§ ACTIVITY: Continue the abstract below on oxidative stress and apoptosis in the central nervous system, starting after its last sentence.
-------- TEXT FOR ANALYSIS --------
Essential cellular regulatory elements of oxidative stress in early and late

phases of apoptosis in the central nervous system.

Chong ZZ, Kang JQ, Maiese K.

Division of Cellular and Molecular Cerebral Ischemia, Center for Molecular

Medicine and Genetics, and Institute of Environmental Health Sciences, Wayne

State University School of Medicine, Detroit, MI 48201.

The generation of reactive oxygen species and subsequent oxidative stress in

the central nervous system is now considered to be one of the primary

etiologies of a host of neurodegenerative disorders, such as Alzheimer

disease, Parkinson disease, and cerebral ischemia.

On a cellular level, oxidative stress leads to an apoptotic early phase that

involves cellular membrane phosphatidylserine (PS) exposure and a late phase

that pertains to the degradation of genomic DNA.

The translocation of membrane PS from the inner cellular membrane to the

surface is a critical component for both microglial activation and cellular

disposal of injured cells. During oxidative stress, this early phase of

apoptosis is intimately controlled by neuronal PS exposure and microglial PS

receptor expression.
-------- SUPPLIED RECORDS --------
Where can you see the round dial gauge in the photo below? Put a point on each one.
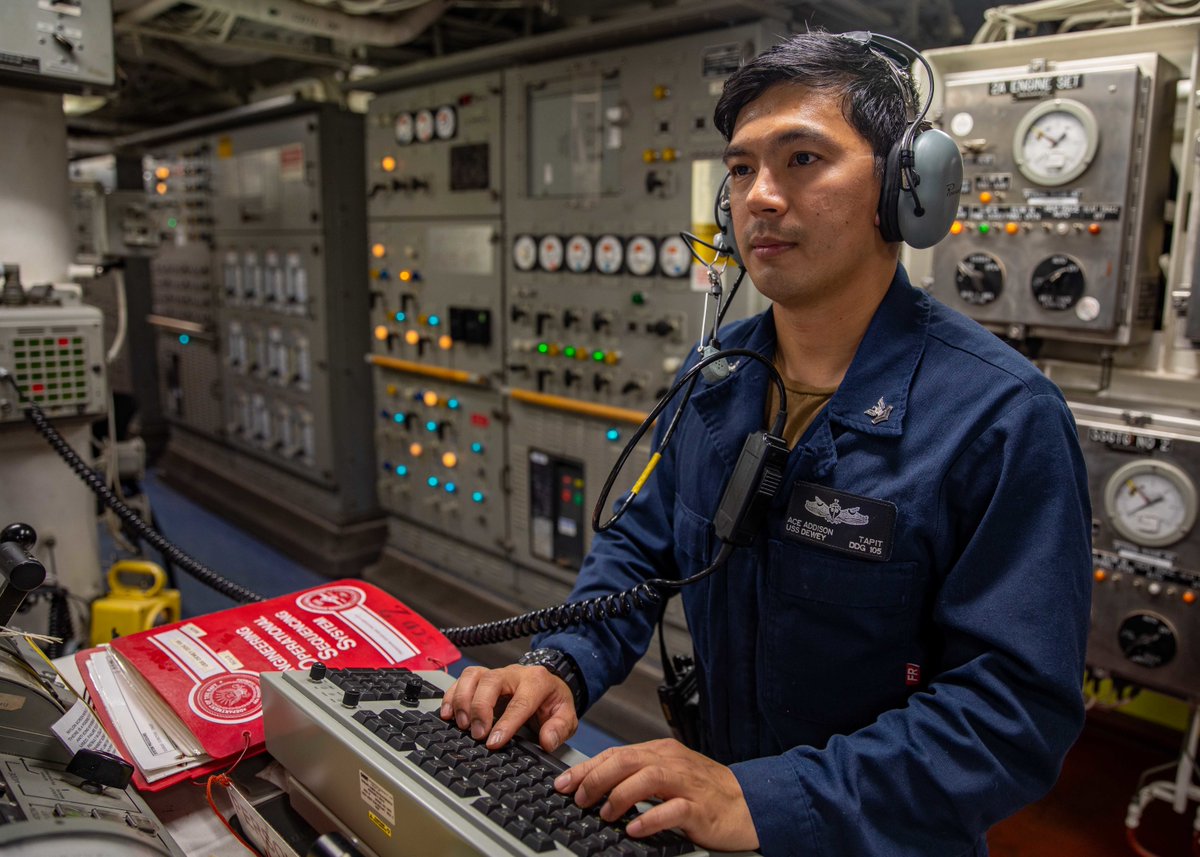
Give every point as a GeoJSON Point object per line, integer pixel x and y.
{"type": "Point", "coordinates": [610, 255]}
{"type": "Point", "coordinates": [1057, 282]}
{"type": "Point", "coordinates": [424, 126]}
{"type": "Point", "coordinates": [550, 252]}
{"type": "Point", "coordinates": [525, 252]}
{"type": "Point", "coordinates": [1151, 502]}
{"type": "Point", "coordinates": [445, 123]}
{"type": "Point", "coordinates": [979, 279]}
{"type": "Point", "coordinates": [641, 256]}
{"type": "Point", "coordinates": [1147, 640]}
{"type": "Point", "coordinates": [579, 253]}
{"type": "Point", "coordinates": [405, 127]}
{"type": "Point", "coordinates": [1055, 142]}
{"type": "Point", "coordinates": [675, 257]}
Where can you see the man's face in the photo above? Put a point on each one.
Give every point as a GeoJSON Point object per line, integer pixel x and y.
{"type": "Point", "coordinates": [803, 193]}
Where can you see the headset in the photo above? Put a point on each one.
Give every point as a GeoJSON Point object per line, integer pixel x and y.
{"type": "Point", "coordinates": [925, 157]}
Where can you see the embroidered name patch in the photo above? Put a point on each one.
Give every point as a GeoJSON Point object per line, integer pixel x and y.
{"type": "Point", "coordinates": [859, 526]}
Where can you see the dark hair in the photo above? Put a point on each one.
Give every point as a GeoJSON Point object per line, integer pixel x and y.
{"type": "Point", "coordinates": [877, 97]}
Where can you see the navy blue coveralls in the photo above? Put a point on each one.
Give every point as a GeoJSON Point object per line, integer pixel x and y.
{"type": "Point", "coordinates": [891, 687]}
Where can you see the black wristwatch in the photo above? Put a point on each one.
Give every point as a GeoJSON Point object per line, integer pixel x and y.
{"type": "Point", "coordinates": [562, 665]}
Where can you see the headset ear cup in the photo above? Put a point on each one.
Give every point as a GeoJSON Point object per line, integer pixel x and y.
{"type": "Point", "coordinates": [889, 196]}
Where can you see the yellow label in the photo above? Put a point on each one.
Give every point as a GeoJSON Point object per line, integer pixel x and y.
{"type": "Point", "coordinates": [379, 822]}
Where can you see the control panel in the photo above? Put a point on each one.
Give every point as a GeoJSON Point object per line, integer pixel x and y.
{"type": "Point", "coordinates": [1065, 178]}
{"type": "Point", "coordinates": [1143, 471]}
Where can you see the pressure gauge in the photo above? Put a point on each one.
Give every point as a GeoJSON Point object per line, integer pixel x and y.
{"type": "Point", "coordinates": [405, 127]}
{"type": "Point", "coordinates": [525, 252]}
{"type": "Point", "coordinates": [673, 257]}
{"type": "Point", "coordinates": [1055, 142]}
{"type": "Point", "coordinates": [610, 255]}
{"type": "Point", "coordinates": [445, 123]}
{"type": "Point", "coordinates": [979, 279]}
{"type": "Point", "coordinates": [1151, 502]}
{"type": "Point", "coordinates": [550, 252]}
{"type": "Point", "coordinates": [1147, 640]}
{"type": "Point", "coordinates": [641, 256]}
{"type": "Point", "coordinates": [579, 253]}
{"type": "Point", "coordinates": [424, 126]}
{"type": "Point", "coordinates": [1057, 282]}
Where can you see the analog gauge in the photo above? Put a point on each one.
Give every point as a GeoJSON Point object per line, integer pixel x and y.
{"type": "Point", "coordinates": [610, 255]}
{"type": "Point", "coordinates": [550, 253]}
{"type": "Point", "coordinates": [579, 253]}
{"type": "Point", "coordinates": [641, 256]}
{"type": "Point", "coordinates": [1055, 142]}
{"type": "Point", "coordinates": [445, 123]}
{"type": "Point", "coordinates": [405, 127]}
{"type": "Point", "coordinates": [424, 126]}
{"type": "Point", "coordinates": [1146, 640]}
{"type": "Point", "coordinates": [1057, 282]}
{"type": "Point", "coordinates": [1151, 502]}
{"type": "Point", "coordinates": [525, 252]}
{"type": "Point", "coordinates": [675, 257]}
{"type": "Point", "coordinates": [979, 279]}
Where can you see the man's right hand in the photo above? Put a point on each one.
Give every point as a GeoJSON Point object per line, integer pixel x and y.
{"type": "Point", "coordinates": [531, 691]}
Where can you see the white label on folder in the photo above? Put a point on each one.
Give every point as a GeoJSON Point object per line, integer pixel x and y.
{"type": "Point", "coordinates": [79, 730]}
{"type": "Point", "coordinates": [377, 798]}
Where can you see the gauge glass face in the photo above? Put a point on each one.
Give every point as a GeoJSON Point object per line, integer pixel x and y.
{"type": "Point", "coordinates": [579, 253]}
{"type": "Point", "coordinates": [550, 253]}
{"type": "Point", "coordinates": [979, 279]}
{"type": "Point", "coordinates": [1056, 142]}
{"type": "Point", "coordinates": [1151, 503]}
{"type": "Point", "coordinates": [641, 256]}
{"type": "Point", "coordinates": [405, 129]}
{"type": "Point", "coordinates": [673, 257]}
{"type": "Point", "coordinates": [445, 123]}
{"type": "Point", "coordinates": [525, 253]}
{"type": "Point", "coordinates": [610, 255]}
{"type": "Point", "coordinates": [424, 126]}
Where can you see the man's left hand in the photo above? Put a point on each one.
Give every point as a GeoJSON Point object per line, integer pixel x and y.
{"type": "Point", "coordinates": [697, 796]}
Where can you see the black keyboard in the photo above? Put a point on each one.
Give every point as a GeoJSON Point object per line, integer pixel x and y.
{"type": "Point", "coordinates": [411, 761]}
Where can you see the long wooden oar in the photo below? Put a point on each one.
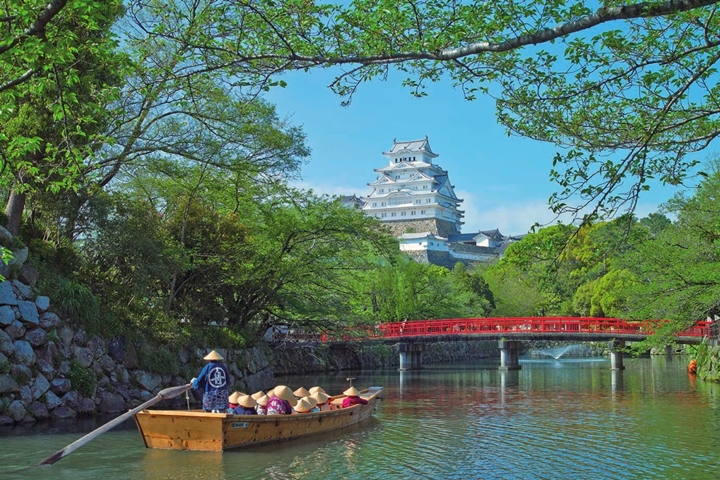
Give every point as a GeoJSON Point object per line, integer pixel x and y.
{"type": "Point", "coordinates": [162, 394]}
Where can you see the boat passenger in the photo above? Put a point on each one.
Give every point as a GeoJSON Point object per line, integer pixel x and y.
{"type": "Point", "coordinates": [213, 379]}
{"type": "Point", "coordinates": [261, 407]}
{"type": "Point", "coordinates": [301, 392]}
{"type": "Point", "coordinates": [306, 405]}
{"type": "Point", "coordinates": [352, 397]}
{"type": "Point", "coordinates": [232, 401]}
{"type": "Point", "coordinates": [323, 402]}
{"type": "Point", "coordinates": [246, 406]}
{"type": "Point", "coordinates": [280, 403]}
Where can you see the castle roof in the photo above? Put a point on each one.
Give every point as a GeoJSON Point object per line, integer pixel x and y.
{"type": "Point", "coordinates": [415, 236]}
{"type": "Point", "coordinates": [411, 146]}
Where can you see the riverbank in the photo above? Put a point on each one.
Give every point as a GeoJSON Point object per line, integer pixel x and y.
{"type": "Point", "coordinates": [50, 369]}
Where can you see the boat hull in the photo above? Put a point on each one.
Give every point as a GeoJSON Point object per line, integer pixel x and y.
{"type": "Point", "coordinates": [201, 431]}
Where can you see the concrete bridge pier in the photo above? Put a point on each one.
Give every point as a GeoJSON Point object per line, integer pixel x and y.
{"type": "Point", "coordinates": [509, 355]}
{"type": "Point", "coordinates": [616, 347]}
{"type": "Point", "coordinates": [410, 356]}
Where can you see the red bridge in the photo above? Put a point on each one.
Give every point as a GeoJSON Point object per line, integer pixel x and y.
{"type": "Point", "coordinates": [519, 328]}
{"type": "Point", "coordinates": [509, 332]}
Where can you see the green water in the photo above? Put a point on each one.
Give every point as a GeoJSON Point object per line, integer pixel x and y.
{"type": "Point", "coordinates": [566, 419]}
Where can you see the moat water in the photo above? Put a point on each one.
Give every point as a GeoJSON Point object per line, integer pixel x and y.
{"type": "Point", "coordinates": [571, 418]}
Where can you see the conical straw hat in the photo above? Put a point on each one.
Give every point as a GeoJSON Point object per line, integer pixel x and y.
{"type": "Point", "coordinates": [305, 404]}
{"type": "Point", "coordinates": [213, 356]}
{"type": "Point", "coordinates": [351, 392]}
{"type": "Point", "coordinates": [301, 392]}
{"type": "Point", "coordinates": [284, 393]}
{"type": "Point", "coordinates": [247, 401]}
{"type": "Point", "coordinates": [320, 397]}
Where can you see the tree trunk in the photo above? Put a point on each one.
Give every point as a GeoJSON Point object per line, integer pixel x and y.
{"type": "Point", "coordinates": [14, 210]}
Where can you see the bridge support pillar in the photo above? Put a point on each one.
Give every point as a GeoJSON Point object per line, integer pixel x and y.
{"type": "Point", "coordinates": [410, 356]}
{"type": "Point", "coordinates": [615, 347]}
{"type": "Point", "coordinates": [509, 355]}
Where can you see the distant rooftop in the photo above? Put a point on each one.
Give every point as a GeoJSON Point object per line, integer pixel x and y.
{"type": "Point", "coordinates": [411, 146]}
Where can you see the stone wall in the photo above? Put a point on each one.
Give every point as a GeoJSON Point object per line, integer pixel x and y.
{"type": "Point", "coordinates": [49, 369]}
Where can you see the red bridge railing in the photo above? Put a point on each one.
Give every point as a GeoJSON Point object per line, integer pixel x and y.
{"type": "Point", "coordinates": [499, 326]}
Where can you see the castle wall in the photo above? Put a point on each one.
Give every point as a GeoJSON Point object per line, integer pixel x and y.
{"type": "Point", "coordinates": [437, 226]}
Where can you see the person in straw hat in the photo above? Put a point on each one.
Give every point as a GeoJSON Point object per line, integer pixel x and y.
{"type": "Point", "coordinates": [246, 406]}
{"type": "Point", "coordinates": [352, 397]}
{"type": "Point", "coordinates": [280, 404]}
{"type": "Point", "coordinates": [261, 407]}
{"type": "Point", "coordinates": [306, 405]}
{"type": "Point", "coordinates": [213, 379]}
{"type": "Point", "coordinates": [322, 401]}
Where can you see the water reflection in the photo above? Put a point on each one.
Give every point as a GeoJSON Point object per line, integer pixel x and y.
{"type": "Point", "coordinates": [571, 418]}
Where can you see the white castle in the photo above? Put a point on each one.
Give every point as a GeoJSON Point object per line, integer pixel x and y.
{"type": "Point", "coordinates": [414, 197]}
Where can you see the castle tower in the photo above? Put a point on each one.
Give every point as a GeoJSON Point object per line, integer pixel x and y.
{"type": "Point", "coordinates": [411, 194]}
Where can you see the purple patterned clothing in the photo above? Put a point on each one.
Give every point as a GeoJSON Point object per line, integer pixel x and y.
{"type": "Point", "coordinates": [278, 406]}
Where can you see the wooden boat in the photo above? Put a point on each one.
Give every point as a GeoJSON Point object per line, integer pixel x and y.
{"type": "Point", "coordinates": [202, 431]}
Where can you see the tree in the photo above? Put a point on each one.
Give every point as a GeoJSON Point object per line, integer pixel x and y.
{"type": "Point", "coordinates": [678, 268]}
{"type": "Point", "coordinates": [160, 116]}
{"type": "Point", "coordinates": [625, 89]}
{"type": "Point", "coordinates": [55, 116]}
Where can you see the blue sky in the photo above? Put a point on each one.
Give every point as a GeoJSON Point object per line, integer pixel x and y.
{"type": "Point", "coordinates": [503, 180]}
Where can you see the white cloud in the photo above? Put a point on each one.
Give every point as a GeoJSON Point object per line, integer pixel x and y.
{"type": "Point", "coordinates": [511, 218]}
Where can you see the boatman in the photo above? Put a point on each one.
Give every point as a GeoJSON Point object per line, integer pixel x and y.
{"type": "Point", "coordinates": [213, 379]}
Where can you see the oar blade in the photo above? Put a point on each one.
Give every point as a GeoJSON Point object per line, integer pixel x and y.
{"type": "Point", "coordinates": [162, 395]}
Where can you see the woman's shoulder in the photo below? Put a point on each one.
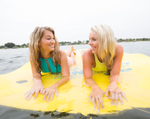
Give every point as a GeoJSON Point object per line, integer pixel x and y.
{"type": "Point", "coordinates": [88, 55]}
{"type": "Point", "coordinates": [119, 49]}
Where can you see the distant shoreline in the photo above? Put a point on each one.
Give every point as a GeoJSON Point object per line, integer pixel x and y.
{"type": "Point", "coordinates": [78, 44]}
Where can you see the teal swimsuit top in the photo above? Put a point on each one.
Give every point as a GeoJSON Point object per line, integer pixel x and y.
{"type": "Point", "coordinates": [48, 66]}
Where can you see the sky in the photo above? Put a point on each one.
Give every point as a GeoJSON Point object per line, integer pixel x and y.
{"type": "Point", "coordinates": [72, 19]}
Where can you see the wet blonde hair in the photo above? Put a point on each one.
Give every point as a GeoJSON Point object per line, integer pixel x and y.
{"type": "Point", "coordinates": [35, 52]}
{"type": "Point", "coordinates": [107, 45]}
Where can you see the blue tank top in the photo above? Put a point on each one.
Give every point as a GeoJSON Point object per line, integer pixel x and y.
{"type": "Point", "coordinates": [48, 66]}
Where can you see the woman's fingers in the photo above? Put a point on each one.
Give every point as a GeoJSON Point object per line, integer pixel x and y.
{"type": "Point", "coordinates": [93, 101]}
{"type": "Point", "coordinates": [42, 91]}
{"type": "Point", "coordinates": [120, 98]}
{"type": "Point", "coordinates": [116, 98]}
{"type": "Point", "coordinates": [56, 93]}
{"type": "Point", "coordinates": [106, 92]}
{"type": "Point", "coordinates": [123, 95]}
{"type": "Point", "coordinates": [98, 104]}
{"type": "Point", "coordinates": [101, 102]}
{"type": "Point", "coordinates": [36, 94]}
{"type": "Point", "coordinates": [45, 95]}
{"type": "Point", "coordinates": [48, 96]}
{"type": "Point", "coordinates": [52, 94]}
{"type": "Point", "coordinates": [112, 97]}
{"type": "Point", "coordinates": [30, 95]}
{"type": "Point", "coordinates": [90, 97]}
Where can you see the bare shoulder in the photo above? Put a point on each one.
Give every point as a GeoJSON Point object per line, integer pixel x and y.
{"type": "Point", "coordinates": [88, 55]}
{"type": "Point", "coordinates": [119, 49]}
{"type": "Point", "coordinates": [62, 52]}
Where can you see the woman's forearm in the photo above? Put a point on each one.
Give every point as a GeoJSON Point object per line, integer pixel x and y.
{"type": "Point", "coordinates": [61, 82]}
{"type": "Point", "coordinates": [91, 83]}
{"type": "Point", "coordinates": [114, 78]}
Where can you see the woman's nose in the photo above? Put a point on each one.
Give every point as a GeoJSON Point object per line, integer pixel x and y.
{"type": "Point", "coordinates": [90, 42]}
{"type": "Point", "coordinates": [53, 41]}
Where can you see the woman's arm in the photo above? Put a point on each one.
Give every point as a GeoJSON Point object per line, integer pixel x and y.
{"type": "Point", "coordinates": [64, 70]}
{"type": "Point", "coordinates": [117, 64]}
{"type": "Point", "coordinates": [50, 91]}
{"type": "Point", "coordinates": [87, 59]}
{"type": "Point", "coordinates": [115, 92]}
{"type": "Point", "coordinates": [37, 85]}
{"type": "Point", "coordinates": [96, 93]}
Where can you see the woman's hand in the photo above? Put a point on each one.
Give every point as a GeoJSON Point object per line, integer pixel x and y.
{"type": "Point", "coordinates": [96, 96]}
{"type": "Point", "coordinates": [115, 93]}
{"type": "Point", "coordinates": [50, 91]}
{"type": "Point", "coordinates": [36, 88]}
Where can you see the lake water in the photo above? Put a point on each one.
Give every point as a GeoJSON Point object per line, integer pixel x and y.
{"type": "Point", "coordinates": [12, 59]}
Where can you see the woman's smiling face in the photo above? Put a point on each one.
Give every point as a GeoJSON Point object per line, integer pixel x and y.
{"type": "Point", "coordinates": [47, 42]}
{"type": "Point", "coordinates": [93, 42]}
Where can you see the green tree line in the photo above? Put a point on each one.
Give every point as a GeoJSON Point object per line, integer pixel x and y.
{"type": "Point", "coordinates": [133, 40]}
{"type": "Point", "coordinates": [13, 45]}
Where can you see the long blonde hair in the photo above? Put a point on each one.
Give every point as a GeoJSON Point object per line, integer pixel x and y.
{"type": "Point", "coordinates": [107, 45]}
{"type": "Point", "coordinates": [35, 52]}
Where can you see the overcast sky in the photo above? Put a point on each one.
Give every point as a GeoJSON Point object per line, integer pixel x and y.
{"type": "Point", "coordinates": [72, 19]}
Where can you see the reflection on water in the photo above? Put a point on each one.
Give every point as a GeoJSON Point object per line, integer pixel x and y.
{"type": "Point", "coordinates": [12, 59]}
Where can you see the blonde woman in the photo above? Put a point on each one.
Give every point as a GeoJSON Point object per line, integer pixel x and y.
{"type": "Point", "coordinates": [104, 55]}
{"type": "Point", "coordinates": [45, 56]}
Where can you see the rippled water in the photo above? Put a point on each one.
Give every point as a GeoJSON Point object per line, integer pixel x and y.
{"type": "Point", "coordinates": [12, 59]}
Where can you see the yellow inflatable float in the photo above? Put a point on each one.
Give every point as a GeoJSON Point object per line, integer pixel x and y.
{"type": "Point", "coordinates": [73, 96]}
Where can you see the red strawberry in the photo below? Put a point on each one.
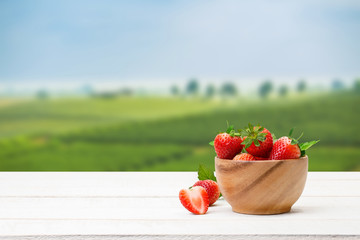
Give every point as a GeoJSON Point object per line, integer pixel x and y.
{"type": "Point", "coordinates": [258, 141]}
{"type": "Point", "coordinates": [244, 157]}
{"type": "Point", "coordinates": [227, 145]}
{"type": "Point", "coordinates": [211, 188]}
{"type": "Point", "coordinates": [283, 149]}
{"type": "Point", "coordinates": [194, 199]}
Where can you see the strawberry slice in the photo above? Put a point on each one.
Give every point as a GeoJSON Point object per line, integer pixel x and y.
{"type": "Point", "coordinates": [195, 199]}
{"type": "Point", "coordinates": [211, 188]}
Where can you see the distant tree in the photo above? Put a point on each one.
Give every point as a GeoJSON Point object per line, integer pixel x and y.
{"type": "Point", "coordinates": [265, 89]}
{"type": "Point", "coordinates": [42, 94]}
{"type": "Point", "coordinates": [125, 92]}
{"type": "Point", "coordinates": [175, 90]}
{"type": "Point", "coordinates": [210, 91]}
{"type": "Point", "coordinates": [357, 85]}
{"type": "Point", "coordinates": [283, 90]}
{"type": "Point", "coordinates": [192, 87]}
{"type": "Point", "coordinates": [301, 86]}
{"type": "Point", "coordinates": [337, 85]}
{"type": "Point", "coordinates": [228, 89]}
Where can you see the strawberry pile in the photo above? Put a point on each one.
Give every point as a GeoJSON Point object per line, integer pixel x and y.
{"type": "Point", "coordinates": [253, 143]}
{"type": "Point", "coordinates": [258, 143]}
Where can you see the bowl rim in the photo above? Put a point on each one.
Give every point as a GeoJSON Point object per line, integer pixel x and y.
{"type": "Point", "coordinates": [261, 161]}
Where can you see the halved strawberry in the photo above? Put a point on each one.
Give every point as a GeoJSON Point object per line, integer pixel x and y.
{"type": "Point", "coordinates": [244, 157]}
{"type": "Point", "coordinates": [211, 188]}
{"type": "Point", "coordinates": [195, 199]}
{"type": "Point", "coordinates": [257, 140]}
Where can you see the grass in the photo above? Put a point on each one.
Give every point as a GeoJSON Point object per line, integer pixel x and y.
{"type": "Point", "coordinates": [53, 116]}
{"type": "Point", "coordinates": [166, 134]}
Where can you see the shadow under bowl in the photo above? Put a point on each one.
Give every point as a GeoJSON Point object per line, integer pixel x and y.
{"type": "Point", "coordinates": [261, 187]}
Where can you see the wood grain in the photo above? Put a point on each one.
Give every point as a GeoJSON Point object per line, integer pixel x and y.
{"type": "Point", "coordinates": [261, 187]}
{"type": "Point", "coordinates": [145, 205]}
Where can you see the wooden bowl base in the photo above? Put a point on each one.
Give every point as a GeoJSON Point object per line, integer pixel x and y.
{"type": "Point", "coordinates": [262, 211]}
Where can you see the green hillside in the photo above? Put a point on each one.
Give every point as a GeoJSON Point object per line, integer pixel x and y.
{"type": "Point", "coordinates": [166, 133]}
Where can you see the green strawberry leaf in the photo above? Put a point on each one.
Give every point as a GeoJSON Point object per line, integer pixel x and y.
{"type": "Point", "coordinates": [305, 146]}
{"type": "Point", "coordinates": [274, 137]}
{"type": "Point", "coordinates": [291, 131]}
{"type": "Point", "coordinates": [205, 173]}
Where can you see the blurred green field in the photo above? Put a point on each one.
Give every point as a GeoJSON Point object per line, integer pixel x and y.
{"type": "Point", "coordinates": [167, 134]}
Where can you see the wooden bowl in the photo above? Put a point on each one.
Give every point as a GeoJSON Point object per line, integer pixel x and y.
{"type": "Point", "coordinates": [261, 187]}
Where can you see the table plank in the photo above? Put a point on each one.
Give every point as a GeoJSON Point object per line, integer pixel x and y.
{"type": "Point", "coordinates": [165, 208]}
{"type": "Point", "coordinates": [143, 204]}
{"type": "Point", "coordinates": [144, 184]}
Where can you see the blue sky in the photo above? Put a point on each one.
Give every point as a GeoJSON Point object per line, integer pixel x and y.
{"type": "Point", "coordinates": [52, 40]}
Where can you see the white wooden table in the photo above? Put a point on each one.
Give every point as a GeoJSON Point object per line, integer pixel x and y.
{"type": "Point", "coordinates": [145, 205]}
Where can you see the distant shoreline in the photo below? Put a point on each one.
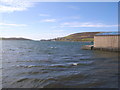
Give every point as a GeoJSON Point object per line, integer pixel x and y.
{"type": "Point", "coordinates": [76, 37]}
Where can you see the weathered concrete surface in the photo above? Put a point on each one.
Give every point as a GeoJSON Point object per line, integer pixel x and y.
{"type": "Point", "coordinates": [91, 47]}
{"type": "Point", "coordinates": [87, 47]}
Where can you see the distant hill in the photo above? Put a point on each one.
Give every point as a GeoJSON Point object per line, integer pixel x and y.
{"type": "Point", "coordinates": [85, 36]}
{"type": "Point", "coordinates": [14, 39]}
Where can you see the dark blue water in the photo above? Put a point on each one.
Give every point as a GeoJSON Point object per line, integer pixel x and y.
{"type": "Point", "coordinates": [45, 64]}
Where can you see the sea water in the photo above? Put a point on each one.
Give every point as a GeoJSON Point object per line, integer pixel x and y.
{"type": "Point", "coordinates": [53, 64]}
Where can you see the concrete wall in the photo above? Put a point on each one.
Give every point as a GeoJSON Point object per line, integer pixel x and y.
{"type": "Point", "coordinates": [107, 41]}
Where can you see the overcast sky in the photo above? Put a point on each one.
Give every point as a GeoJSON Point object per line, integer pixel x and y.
{"type": "Point", "coordinates": [45, 20]}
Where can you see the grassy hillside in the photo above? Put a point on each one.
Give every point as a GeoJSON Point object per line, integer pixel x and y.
{"type": "Point", "coordinates": [14, 38]}
{"type": "Point", "coordinates": [85, 36]}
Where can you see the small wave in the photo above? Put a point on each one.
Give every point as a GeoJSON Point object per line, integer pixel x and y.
{"type": "Point", "coordinates": [53, 47]}
{"type": "Point", "coordinates": [26, 66]}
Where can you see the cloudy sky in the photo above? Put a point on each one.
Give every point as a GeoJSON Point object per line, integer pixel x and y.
--------
§ ANSWER BELOW:
The late phase of apoptosis that involves a loss of genomic DNA integrity

can result as a function of an ill-fated attempt to enter the cell cycle in

postmitotic neurons.

By using a cascade of pathways that involve cysteine proteases to modulate

programmed cell death, protein kinase B (Akt) surfaces as a key regulatory

element of both extrinsic pathways of inflammation and intrinsic pathways of

cellular integrity.

Further understanding of the cellular mechanisms modulating neuronal

cellular integrity and phagocytic cell disposal during oxidative stress may

form the basis for the future development of cytoprotective strategies in

the nervous system.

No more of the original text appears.